*CHALLENGE*.
Give back the records below exactly, every one, with no pictures.

----------

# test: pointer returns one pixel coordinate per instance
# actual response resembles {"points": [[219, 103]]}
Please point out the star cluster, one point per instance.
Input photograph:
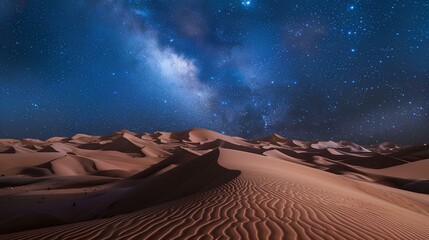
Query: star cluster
{"points": [[354, 70]]}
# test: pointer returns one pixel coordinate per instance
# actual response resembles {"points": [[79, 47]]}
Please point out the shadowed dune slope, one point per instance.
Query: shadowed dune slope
{"points": [[199, 184]]}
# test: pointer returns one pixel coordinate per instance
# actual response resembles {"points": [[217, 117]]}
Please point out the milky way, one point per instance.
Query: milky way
{"points": [[355, 70]]}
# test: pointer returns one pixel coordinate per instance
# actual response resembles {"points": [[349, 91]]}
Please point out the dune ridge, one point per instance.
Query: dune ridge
{"points": [[199, 184]]}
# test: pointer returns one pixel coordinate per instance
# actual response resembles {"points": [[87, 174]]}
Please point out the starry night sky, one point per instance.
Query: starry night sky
{"points": [[306, 69]]}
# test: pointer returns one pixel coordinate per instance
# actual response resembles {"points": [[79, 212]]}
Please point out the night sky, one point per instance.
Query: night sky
{"points": [[340, 70]]}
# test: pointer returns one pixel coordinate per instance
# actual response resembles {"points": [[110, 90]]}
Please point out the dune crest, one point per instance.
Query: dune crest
{"points": [[200, 184]]}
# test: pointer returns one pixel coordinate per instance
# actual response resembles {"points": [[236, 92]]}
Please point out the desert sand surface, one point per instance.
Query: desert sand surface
{"points": [[200, 184]]}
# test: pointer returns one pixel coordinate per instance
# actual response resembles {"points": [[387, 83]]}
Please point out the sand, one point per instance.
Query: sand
{"points": [[200, 184]]}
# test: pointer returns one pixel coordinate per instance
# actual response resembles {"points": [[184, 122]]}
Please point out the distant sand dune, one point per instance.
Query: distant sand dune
{"points": [[199, 184]]}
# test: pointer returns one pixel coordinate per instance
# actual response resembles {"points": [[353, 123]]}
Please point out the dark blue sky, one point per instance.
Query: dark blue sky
{"points": [[355, 70]]}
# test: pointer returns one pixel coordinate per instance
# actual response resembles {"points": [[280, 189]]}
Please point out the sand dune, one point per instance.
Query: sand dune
{"points": [[199, 184]]}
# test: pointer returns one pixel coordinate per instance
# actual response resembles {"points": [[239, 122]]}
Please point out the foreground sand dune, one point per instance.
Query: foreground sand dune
{"points": [[199, 184]]}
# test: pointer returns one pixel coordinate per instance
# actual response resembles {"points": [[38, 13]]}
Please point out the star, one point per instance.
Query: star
{"points": [[246, 3]]}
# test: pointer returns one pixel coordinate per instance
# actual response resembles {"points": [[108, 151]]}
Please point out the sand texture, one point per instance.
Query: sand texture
{"points": [[200, 184]]}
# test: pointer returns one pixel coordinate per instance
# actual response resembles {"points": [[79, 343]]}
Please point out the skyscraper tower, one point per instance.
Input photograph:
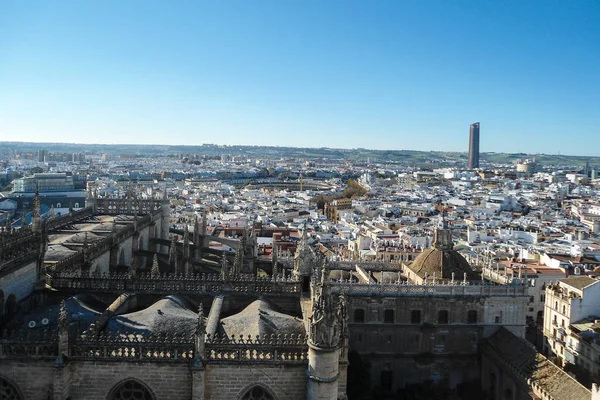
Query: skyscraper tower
{"points": [[473, 146]]}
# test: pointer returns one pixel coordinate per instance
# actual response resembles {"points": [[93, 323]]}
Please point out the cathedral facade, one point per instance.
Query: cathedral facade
{"points": [[110, 303]]}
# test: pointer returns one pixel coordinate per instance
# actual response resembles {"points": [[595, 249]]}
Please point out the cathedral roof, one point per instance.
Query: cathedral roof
{"points": [[442, 263], [530, 364], [259, 318], [171, 314]]}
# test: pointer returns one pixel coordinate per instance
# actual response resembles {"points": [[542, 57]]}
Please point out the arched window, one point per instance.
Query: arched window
{"points": [[443, 317], [359, 315], [9, 391], [471, 317], [131, 390], [11, 304], [257, 393]]}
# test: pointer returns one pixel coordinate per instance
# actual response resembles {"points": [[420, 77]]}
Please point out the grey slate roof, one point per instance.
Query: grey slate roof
{"points": [[532, 365]]}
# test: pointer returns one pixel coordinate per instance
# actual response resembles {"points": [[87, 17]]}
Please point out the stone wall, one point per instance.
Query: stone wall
{"points": [[93, 380], [229, 382], [20, 282], [34, 378]]}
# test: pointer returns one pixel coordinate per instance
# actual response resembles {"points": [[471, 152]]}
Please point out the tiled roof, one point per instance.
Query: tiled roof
{"points": [[579, 282], [532, 365]]}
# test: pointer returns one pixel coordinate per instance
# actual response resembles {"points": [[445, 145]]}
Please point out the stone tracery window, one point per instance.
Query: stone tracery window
{"points": [[257, 393], [8, 391], [131, 390]]}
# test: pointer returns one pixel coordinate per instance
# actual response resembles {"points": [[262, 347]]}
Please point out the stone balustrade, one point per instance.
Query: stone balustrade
{"points": [[446, 288], [133, 347], [29, 344], [285, 349], [171, 283]]}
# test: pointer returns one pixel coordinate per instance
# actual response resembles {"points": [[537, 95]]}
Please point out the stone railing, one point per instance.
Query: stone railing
{"points": [[67, 219], [18, 245], [170, 283], [123, 347], [285, 349], [29, 344], [441, 289], [367, 266], [127, 206]]}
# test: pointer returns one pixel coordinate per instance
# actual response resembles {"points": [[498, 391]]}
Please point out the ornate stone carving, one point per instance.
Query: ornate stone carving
{"points": [[324, 322]]}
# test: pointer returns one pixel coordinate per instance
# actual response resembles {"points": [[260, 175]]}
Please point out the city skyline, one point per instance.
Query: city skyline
{"points": [[399, 76]]}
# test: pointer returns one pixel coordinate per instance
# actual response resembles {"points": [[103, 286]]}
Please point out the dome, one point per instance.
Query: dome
{"points": [[442, 263], [259, 319], [171, 314]]}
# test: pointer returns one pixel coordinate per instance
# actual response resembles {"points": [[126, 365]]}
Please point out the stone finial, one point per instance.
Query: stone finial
{"points": [[200, 340], [155, 271], [173, 254], [274, 256], [63, 316]]}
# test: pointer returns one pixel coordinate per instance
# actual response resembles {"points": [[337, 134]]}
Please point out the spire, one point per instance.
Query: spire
{"points": [[200, 339], [186, 236], [326, 318], [63, 333], [238, 261], [35, 212], [155, 271], [173, 254], [274, 256], [204, 223], [224, 268]]}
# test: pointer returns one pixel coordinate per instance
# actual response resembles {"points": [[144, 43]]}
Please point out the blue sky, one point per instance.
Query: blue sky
{"points": [[395, 74]]}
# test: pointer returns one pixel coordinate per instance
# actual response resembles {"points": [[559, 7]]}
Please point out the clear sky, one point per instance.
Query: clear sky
{"points": [[396, 74]]}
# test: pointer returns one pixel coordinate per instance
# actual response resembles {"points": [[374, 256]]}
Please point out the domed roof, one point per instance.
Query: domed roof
{"points": [[260, 319], [171, 314], [442, 263]]}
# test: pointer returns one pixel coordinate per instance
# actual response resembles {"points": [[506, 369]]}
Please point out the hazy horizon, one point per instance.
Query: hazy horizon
{"points": [[407, 75]]}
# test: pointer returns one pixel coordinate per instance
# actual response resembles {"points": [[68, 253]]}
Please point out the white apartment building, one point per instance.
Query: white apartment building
{"points": [[568, 301]]}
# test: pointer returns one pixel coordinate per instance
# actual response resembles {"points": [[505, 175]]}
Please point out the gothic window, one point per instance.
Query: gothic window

----------

*EXERCISE OUTPUT*.
# test: pointer returns one pixel coordinate per instance
# actual response resembles {"points": [[219, 103]]}
Please point out the star cluster, one point per instance.
Input photograph:
Query: star cluster
{"points": [[354, 70]]}
# test: pointer returns one pixel coordinate per instance
# actual response resembles {"points": [[79, 47]]}
Please point out the shadowed dune slope, one point per instance.
Query: shadowed dune slope
{"points": [[199, 184]]}
# test: pointer returns one pixel coordinate per instance
# actual response resembles {"points": [[217, 117]]}
Please point out the milky way, one point per instance.
Query: milky way
{"points": [[355, 70]]}
# test: pointer returns one pixel coordinate per instance
# actual response resembles {"points": [[349, 91]]}
Please point out the dune ridge, one point per instance.
Query: dune ridge
{"points": [[199, 184]]}
# test: pointer returns one pixel coordinate per instance
# actual response resembles {"points": [[87, 174]]}
Please point out the starry night sky, one point per instance.
Query: starry night sky
{"points": [[306, 69]]}
# test: pointer returns one pixel coordinate per instance
# actual response resembles {"points": [[79, 212]]}
Please point out the night sky, one point per instance.
Query: night sky
{"points": [[340, 70]]}
# test: pointer returns one pixel coordinate per instance
# actual response resembles {"points": [[110, 90]]}
Please point out the dune crest, one point per instance.
Query: dune crest
{"points": [[200, 184]]}
# test: pointer returns one pixel coordinate per instance
# actual response resembles {"points": [[236, 92]]}
Please point out the desert sand surface, one point per instance.
Query: desert sand surface
{"points": [[200, 184]]}
# test: pointer returns one pixel coordinate per instance
# actual response resembles {"points": [[387, 83]]}
Please point out the sand, one point per instance.
Query: sand
{"points": [[200, 184]]}
# test: pointer returns one pixel coordinate per instance
# actual response resembles {"points": [[184, 122]]}
Please point out the distant sand dune, one point per instance.
Query: distant sand dune
{"points": [[199, 184]]}
# test: pointer returns one pixel coordinate per instance
# actual response resembles {"points": [[353, 123]]}
Please point out the dark blue sky, one point per instance.
Query: dark blue sky
{"points": [[355, 70]]}
# test: pointer returns one pixel coordinate per instance
# actual response resembles {"points": [[280, 189]]}
Please point out the sand dune, one point per instance.
Query: sand dune
{"points": [[199, 184]]}
# test: pointer returns one pixel coordinate per instance
# actual response resembles {"points": [[239, 122]]}
Please point out the foreground sand dune, one point per instance.
Query: foreground sand dune
{"points": [[199, 184]]}
# test: pointer returns one pixel coordinate per instance
# actual response resembles {"points": [[38, 13]]}
Please point out the star, one point per instance.
Query: star
{"points": [[246, 3]]}
# test: pointer returns one pixel coordinate per instance
# actual response resembles {"points": [[108, 151]]}
Please point out the sand texture, one point per instance.
Query: sand texture
{"points": [[200, 184]]}
# test: pointer returns one pixel coordinate per instance
# actual response resembles {"points": [[79, 343]]}
Please point out the skyscraper tower, one point per instance.
Input photograph:
Query: skyscraper tower
{"points": [[473, 146]]}
# test: pointer returns one pixel coordinate per instance
# actual response resembles {"points": [[93, 323]]}
Please point out the cathedral facade, one point per instance.
Query: cathedral facade
{"points": [[110, 303]]}
# test: pointer returns one pixel coordinate per instance
# actual response resembles {"points": [[595, 249]]}
Please point out the cathedral roof, one point per instance.
Query: cathedral roof
{"points": [[442, 263], [530, 364], [259, 318], [171, 314]]}
# test: pointer returns one pixel coordinate per instance
# actual response resembles {"points": [[542, 57]]}
Please point out the arched window, one point per instance.
Query: arched window
{"points": [[443, 317], [359, 315], [9, 391], [471, 317], [131, 390], [11, 304], [257, 393]]}
# test: pointer returns one pixel coordinate per instance
# actual response resembles {"points": [[420, 77]]}
Please point out the grey slate roof, one point per instance.
Query: grey slate roof
{"points": [[532, 365]]}
# test: pointer returns one pixel coordinate per instance
# actual response resembles {"points": [[87, 17]]}
Please point out the stone wall, one point per instance.
Query: stone wall
{"points": [[93, 380], [229, 382], [20, 282], [34, 378]]}
# test: pointer returns one pixel coordinate per instance
# actual response resembles {"points": [[471, 152]]}
Please point out the tiled roof, one point per instance.
Query: tiled roof
{"points": [[579, 282], [532, 365]]}
# test: pointer returns one pixel coordinate per instance
# actual response resembles {"points": [[445, 145]]}
Please point out the stone tracery window, one point per instance.
Query: stone tracery window
{"points": [[257, 393], [8, 391], [131, 390]]}
# test: pointer returns one pixel coordinate per instance
# actual response resembles {"points": [[262, 347]]}
Please point out the stone balustrade, one point per instance.
Query: stone balustrade
{"points": [[446, 288], [133, 347], [29, 344], [285, 349], [171, 283]]}
# test: pointer returns one pixel coordinate per instance
# actual response resembles {"points": [[537, 95]]}
Please point out the stone railing, one point per instance.
Query: stone railing
{"points": [[67, 219], [18, 245], [170, 283], [123, 347], [285, 349], [29, 344], [441, 289], [367, 266], [127, 206]]}
# test: pointer returns one pixel coordinate per instance
# actual response resembles {"points": [[498, 391]]}
Please point out the ornate stone carving, one point per instance.
Query: ornate stone carving
{"points": [[324, 322]]}
# test: pointer returns one pixel coordinate per instance
# actual response resembles {"points": [[260, 175]]}
Please point out the city skyline, one point per instance.
Query: city skyline
{"points": [[399, 76]]}
# test: pointer returns one pixel coordinate per instance
# actual response resembles {"points": [[103, 286]]}
Please point out the dome, one point per instance.
Query: dome
{"points": [[442, 263], [259, 319], [171, 314]]}
# test: pointer returns one pixel coordinate per instance
# actual response resembles {"points": [[126, 365]]}
Please point out the stone finial, one point per instance.
Query: stone finial
{"points": [[200, 340], [155, 271], [173, 254], [274, 256], [63, 316]]}
# test: pointer returns one pixel coordinate per instance
# actual response resembles {"points": [[337, 134]]}
Please point out the spire, one point per instance.
Query: spire
{"points": [[200, 339], [186, 236], [326, 318], [63, 333], [238, 261], [35, 212], [155, 271], [173, 254], [274, 256], [204, 223], [224, 268]]}
# test: pointer returns one pixel coordinate per instance
# actual response resembles {"points": [[144, 43]]}
Please point out the blue sky, one point per instance.
Query: blue sky
{"points": [[395, 74]]}
# test: pointer returns one pixel coordinate per instance
# actual response resembles {"points": [[559, 7]]}
Please point out the clear sky, one point per instance.
Query: clear sky
{"points": [[396, 74]]}
# test: pointer returns one pixel coordinate per instance
# actual response resembles {"points": [[374, 256]]}
Please point out the domed roof, one point per instance.
Query: domed roof
{"points": [[260, 319], [171, 314], [442, 263]]}
# test: pointer returns one pixel coordinate per instance
# actual response resembles {"points": [[506, 369]]}
Please point out the hazy horizon, one point per instance.
Query: hazy horizon
{"points": [[407, 75]]}
# test: pointer returns one pixel coordinate per instance
# actual response resembles {"points": [[68, 253]]}
Please point out the white apartment building, one point per instance.
Query: white apartment building
{"points": [[568, 301]]}
# test: pointer returns one pixel coordinate per instance
# actual response resembles {"points": [[505, 175]]}
Please point out the gothic window, one point per instance.
Query: gothic window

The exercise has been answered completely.